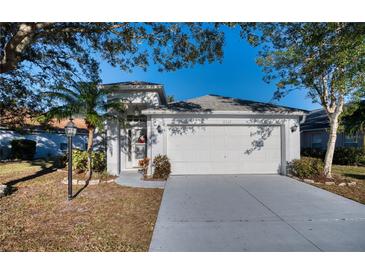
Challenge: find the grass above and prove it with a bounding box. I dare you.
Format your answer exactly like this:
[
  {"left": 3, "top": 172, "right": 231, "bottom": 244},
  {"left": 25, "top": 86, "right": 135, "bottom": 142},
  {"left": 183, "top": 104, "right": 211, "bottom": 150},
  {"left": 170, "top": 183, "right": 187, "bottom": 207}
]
[
  {"left": 315, "top": 165, "right": 365, "bottom": 204},
  {"left": 0, "top": 159, "right": 162, "bottom": 251}
]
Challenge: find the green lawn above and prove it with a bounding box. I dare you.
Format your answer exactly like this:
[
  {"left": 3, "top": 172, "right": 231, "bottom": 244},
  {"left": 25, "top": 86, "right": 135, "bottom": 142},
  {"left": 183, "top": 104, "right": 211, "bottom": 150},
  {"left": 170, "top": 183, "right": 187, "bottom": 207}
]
[{"left": 0, "top": 161, "right": 163, "bottom": 252}]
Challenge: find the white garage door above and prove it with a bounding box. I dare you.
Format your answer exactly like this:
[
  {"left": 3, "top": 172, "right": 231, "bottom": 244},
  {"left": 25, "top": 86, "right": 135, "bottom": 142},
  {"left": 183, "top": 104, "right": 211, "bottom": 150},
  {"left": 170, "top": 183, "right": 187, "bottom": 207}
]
[{"left": 167, "top": 126, "right": 281, "bottom": 174}]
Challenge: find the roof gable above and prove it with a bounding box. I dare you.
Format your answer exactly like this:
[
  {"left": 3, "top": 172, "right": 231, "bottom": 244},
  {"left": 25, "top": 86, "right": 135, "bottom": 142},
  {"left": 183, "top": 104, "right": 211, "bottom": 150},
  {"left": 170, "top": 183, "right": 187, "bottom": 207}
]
[{"left": 144, "top": 94, "right": 307, "bottom": 114}]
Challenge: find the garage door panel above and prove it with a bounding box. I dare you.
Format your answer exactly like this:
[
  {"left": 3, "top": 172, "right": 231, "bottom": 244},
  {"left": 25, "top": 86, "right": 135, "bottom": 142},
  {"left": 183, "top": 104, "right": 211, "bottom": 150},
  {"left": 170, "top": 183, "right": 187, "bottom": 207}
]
[{"left": 167, "top": 126, "right": 281, "bottom": 174}]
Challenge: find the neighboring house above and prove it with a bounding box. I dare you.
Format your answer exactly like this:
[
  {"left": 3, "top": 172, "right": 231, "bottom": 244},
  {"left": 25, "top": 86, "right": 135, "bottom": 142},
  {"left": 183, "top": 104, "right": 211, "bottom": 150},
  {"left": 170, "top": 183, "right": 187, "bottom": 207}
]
[
  {"left": 300, "top": 109, "right": 365, "bottom": 150},
  {"left": 0, "top": 118, "right": 87, "bottom": 160},
  {"left": 106, "top": 82, "right": 306, "bottom": 175}
]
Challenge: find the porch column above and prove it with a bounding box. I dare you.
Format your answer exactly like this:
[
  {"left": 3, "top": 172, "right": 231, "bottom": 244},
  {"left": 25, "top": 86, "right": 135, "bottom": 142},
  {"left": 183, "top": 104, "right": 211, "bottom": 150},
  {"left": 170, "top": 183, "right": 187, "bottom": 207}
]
[{"left": 107, "top": 121, "right": 120, "bottom": 176}]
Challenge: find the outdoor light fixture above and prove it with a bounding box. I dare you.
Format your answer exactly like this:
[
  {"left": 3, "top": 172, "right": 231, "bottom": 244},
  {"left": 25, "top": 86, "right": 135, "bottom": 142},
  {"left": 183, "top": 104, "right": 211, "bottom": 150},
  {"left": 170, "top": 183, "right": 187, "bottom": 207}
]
[
  {"left": 65, "top": 118, "right": 77, "bottom": 201},
  {"left": 134, "top": 107, "right": 141, "bottom": 116},
  {"left": 290, "top": 124, "right": 298, "bottom": 132},
  {"left": 156, "top": 125, "right": 162, "bottom": 133}
]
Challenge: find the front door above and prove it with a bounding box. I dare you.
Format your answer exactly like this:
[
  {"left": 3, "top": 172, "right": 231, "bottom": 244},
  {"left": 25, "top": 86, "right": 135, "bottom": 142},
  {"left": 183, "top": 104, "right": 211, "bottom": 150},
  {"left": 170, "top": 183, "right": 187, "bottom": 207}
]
[{"left": 126, "top": 128, "right": 147, "bottom": 169}]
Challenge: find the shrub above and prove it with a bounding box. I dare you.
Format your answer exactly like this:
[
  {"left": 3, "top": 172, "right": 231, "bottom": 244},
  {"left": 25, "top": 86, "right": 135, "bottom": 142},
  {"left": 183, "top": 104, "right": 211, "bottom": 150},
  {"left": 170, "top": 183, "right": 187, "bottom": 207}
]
[
  {"left": 301, "top": 147, "right": 365, "bottom": 165},
  {"left": 289, "top": 157, "right": 324, "bottom": 179},
  {"left": 72, "top": 150, "right": 106, "bottom": 172},
  {"left": 153, "top": 155, "right": 171, "bottom": 180},
  {"left": 11, "top": 139, "right": 37, "bottom": 160},
  {"left": 138, "top": 157, "right": 150, "bottom": 177},
  {"left": 333, "top": 147, "right": 365, "bottom": 165}
]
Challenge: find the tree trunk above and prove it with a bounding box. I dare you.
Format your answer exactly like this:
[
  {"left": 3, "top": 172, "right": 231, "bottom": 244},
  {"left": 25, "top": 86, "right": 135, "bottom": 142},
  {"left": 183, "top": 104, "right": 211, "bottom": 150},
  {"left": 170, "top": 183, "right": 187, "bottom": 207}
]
[
  {"left": 87, "top": 127, "right": 95, "bottom": 180},
  {"left": 324, "top": 113, "right": 339, "bottom": 178}
]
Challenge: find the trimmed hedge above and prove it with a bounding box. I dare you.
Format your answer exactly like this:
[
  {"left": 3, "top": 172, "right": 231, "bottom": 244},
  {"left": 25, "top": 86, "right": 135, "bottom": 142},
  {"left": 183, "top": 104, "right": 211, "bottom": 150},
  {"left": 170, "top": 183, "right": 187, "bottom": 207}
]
[
  {"left": 288, "top": 157, "right": 324, "bottom": 179},
  {"left": 10, "top": 139, "right": 37, "bottom": 160},
  {"left": 153, "top": 155, "right": 171, "bottom": 180},
  {"left": 301, "top": 147, "right": 365, "bottom": 165},
  {"left": 72, "top": 149, "right": 106, "bottom": 172}
]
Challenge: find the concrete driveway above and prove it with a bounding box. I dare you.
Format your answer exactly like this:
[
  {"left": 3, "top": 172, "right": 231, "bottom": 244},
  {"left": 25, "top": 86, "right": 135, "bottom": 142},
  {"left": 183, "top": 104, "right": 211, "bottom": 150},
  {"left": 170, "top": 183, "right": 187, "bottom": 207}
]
[{"left": 150, "top": 175, "right": 365, "bottom": 251}]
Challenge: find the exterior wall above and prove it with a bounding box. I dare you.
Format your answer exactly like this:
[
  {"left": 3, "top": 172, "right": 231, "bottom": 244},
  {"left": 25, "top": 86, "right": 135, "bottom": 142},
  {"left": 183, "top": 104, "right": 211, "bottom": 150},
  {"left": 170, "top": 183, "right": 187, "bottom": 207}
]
[
  {"left": 300, "top": 129, "right": 365, "bottom": 150},
  {"left": 147, "top": 114, "right": 300, "bottom": 176},
  {"left": 0, "top": 130, "right": 87, "bottom": 159}
]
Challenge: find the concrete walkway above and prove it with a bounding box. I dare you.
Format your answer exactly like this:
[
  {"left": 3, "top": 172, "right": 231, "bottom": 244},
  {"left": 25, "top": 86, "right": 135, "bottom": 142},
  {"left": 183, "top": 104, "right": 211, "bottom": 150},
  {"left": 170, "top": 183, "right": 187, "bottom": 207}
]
[
  {"left": 115, "top": 171, "right": 166, "bottom": 189},
  {"left": 150, "top": 175, "right": 365, "bottom": 251}
]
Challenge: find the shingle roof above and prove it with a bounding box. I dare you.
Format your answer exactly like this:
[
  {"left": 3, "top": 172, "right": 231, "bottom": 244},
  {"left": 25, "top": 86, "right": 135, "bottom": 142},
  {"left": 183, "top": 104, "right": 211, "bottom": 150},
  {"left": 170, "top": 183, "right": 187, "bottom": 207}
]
[
  {"left": 103, "top": 81, "right": 161, "bottom": 86},
  {"left": 154, "top": 94, "right": 307, "bottom": 113},
  {"left": 300, "top": 109, "right": 329, "bottom": 130}
]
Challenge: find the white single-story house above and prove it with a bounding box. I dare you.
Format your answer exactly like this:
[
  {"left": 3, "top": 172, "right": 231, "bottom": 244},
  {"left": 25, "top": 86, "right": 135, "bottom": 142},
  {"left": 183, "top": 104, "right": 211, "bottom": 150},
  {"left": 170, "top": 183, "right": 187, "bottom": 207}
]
[{"left": 105, "top": 82, "right": 306, "bottom": 175}]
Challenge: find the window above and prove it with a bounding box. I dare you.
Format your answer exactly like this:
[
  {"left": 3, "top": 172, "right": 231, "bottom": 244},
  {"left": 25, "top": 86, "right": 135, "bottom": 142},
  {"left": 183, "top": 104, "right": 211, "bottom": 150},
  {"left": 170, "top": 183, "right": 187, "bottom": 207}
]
[
  {"left": 60, "top": 143, "right": 67, "bottom": 151},
  {"left": 344, "top": 135, "right": 358, "bottom": 146},
  {"left": 312, "top": 134, "right": 322, "bottom": 148}
]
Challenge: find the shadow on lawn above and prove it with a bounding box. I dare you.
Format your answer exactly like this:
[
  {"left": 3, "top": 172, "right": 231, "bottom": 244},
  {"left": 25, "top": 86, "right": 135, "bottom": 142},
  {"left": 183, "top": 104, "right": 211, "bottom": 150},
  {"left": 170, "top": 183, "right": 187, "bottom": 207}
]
[
  {"left": 343, "top": 173, "right": 365, "bottom": 180},
  {"left": 72, "top": 178, "right": 90, "bottom": 199}
]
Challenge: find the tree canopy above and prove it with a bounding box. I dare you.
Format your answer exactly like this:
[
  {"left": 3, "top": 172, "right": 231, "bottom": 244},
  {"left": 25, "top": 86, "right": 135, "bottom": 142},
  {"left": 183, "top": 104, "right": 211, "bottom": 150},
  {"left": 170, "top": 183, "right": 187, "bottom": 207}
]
[
  {"left": 246, "top": 23, "right": 365, "bottom": 177},
  {"left": 0, "top": 23, "right": 224, "bottom": 125}
]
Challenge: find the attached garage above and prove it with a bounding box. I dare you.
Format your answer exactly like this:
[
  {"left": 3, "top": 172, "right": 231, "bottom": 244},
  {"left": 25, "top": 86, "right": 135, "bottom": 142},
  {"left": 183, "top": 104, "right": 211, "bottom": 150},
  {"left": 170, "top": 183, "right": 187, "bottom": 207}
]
[{"left": 167, "top": 125, "right": 282, "bottom": 175}]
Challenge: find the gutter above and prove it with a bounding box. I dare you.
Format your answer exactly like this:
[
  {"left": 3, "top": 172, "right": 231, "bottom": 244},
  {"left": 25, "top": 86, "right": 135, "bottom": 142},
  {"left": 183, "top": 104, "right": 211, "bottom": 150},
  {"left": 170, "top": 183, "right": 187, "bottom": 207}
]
[{"left": 142, "top": 109, "right": 306, "bottom": 116}]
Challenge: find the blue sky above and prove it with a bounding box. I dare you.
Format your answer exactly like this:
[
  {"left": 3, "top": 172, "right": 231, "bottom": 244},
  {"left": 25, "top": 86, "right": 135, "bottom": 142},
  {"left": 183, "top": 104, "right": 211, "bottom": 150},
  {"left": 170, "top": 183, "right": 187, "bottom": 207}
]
[{"left": 101, "top": 27, "right": 320, "bottom": 110}]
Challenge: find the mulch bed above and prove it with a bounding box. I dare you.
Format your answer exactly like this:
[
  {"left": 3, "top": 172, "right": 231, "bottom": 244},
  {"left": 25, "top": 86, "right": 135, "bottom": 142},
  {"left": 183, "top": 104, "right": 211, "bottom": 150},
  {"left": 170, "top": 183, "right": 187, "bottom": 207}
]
[
  {"left": 0, "top": 164, "right": 163, "bottom": 251},
  {"left": 296, "top": 174, "right": 365, "bottom": 204}
]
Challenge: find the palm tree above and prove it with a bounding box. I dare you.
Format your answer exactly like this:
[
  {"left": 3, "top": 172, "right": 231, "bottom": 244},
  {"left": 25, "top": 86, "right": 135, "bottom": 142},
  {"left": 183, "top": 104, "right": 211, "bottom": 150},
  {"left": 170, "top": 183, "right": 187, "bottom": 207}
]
[{"left": 45, "top": 82, "right": 124, "bottom": 178}]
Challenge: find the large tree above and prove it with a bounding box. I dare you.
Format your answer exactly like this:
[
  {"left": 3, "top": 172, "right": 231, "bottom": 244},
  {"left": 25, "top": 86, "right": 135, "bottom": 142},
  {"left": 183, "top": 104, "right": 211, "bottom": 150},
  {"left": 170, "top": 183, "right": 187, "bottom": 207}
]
[
  {"left": 0, "top": 22, "right": 224, "bottom": 124},
  {"left": 43, "top": 81, "right": 125, "bottom": 178},
  {"left": 247, "top": 23, "right": 365, "bottom": 177}
]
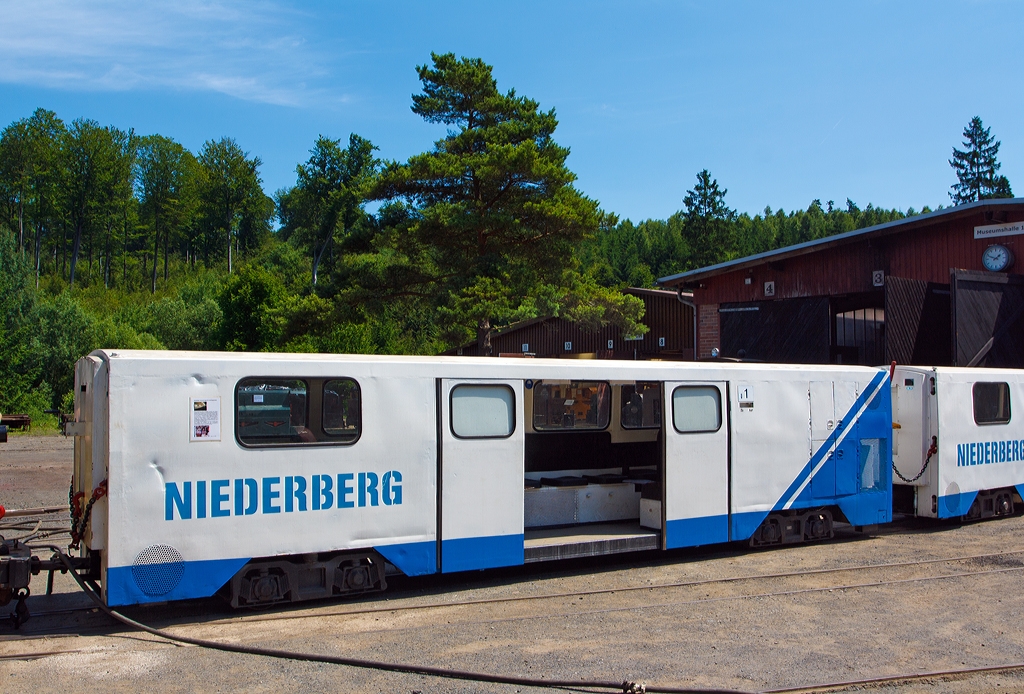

——

**Stated goal**
Could you rewrite every line of the records from the line that has "Challenge: find the large" through the end of the records, scaling each bounding-box coordinate in the answers by 1.25 and rounding to whole numbers (halves up), with all other lines and numbers left unchanged and any pictures omitted?

**Exercise response**
Challenge: find the large tree above and prove it with a bounding box. I dare you.
Format your answer exactly like this:
[
  {"left": 3, "top": 172, "right": 231, "bottom": 244},
  {"left": 25, "top": 86, "right": 135, "bottom": 142},
  {"left": 183, "top": 104, "right": 211, "bottom": 150},
  {"left": 170, "top": 183, "right": 187, "bottom": 207}
]
[
  {"left": 0, "top": 28, "right": 280, "bottom": 155},
  {"left": 54, "top": 101, "right": 156, "bottom": 223},
  {"left": 309, "top": 29, "right": 456, "bottom": 221}
]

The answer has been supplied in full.